Description of the task → In the entries below, count every line that has the string "drop", and answer with that count alone.
Data records: Begin
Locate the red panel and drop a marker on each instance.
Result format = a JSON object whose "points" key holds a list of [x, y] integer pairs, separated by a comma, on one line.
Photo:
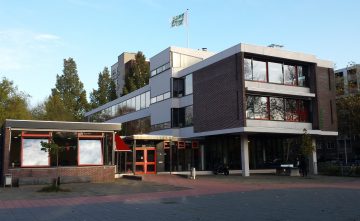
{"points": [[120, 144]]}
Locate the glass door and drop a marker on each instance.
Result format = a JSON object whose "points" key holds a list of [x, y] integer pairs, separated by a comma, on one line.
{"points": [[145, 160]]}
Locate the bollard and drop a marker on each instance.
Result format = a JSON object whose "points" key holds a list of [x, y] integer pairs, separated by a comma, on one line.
Data records: End
Data records: Begin
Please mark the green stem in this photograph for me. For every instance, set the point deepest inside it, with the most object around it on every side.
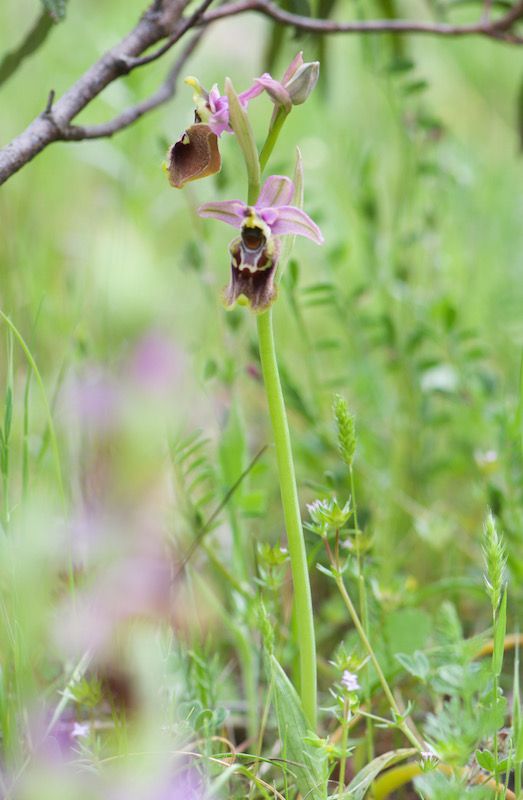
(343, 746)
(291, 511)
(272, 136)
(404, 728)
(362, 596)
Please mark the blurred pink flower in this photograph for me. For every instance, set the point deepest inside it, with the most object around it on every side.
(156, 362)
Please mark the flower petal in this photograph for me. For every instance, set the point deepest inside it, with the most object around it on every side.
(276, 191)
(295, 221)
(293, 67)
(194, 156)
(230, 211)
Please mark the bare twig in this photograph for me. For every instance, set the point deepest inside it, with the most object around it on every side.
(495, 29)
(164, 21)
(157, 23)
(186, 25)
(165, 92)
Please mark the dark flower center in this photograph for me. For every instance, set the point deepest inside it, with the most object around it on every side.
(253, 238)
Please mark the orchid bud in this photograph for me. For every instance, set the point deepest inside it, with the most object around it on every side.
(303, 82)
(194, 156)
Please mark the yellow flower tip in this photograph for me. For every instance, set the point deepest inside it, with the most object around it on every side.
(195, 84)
Data records: End
Response → 3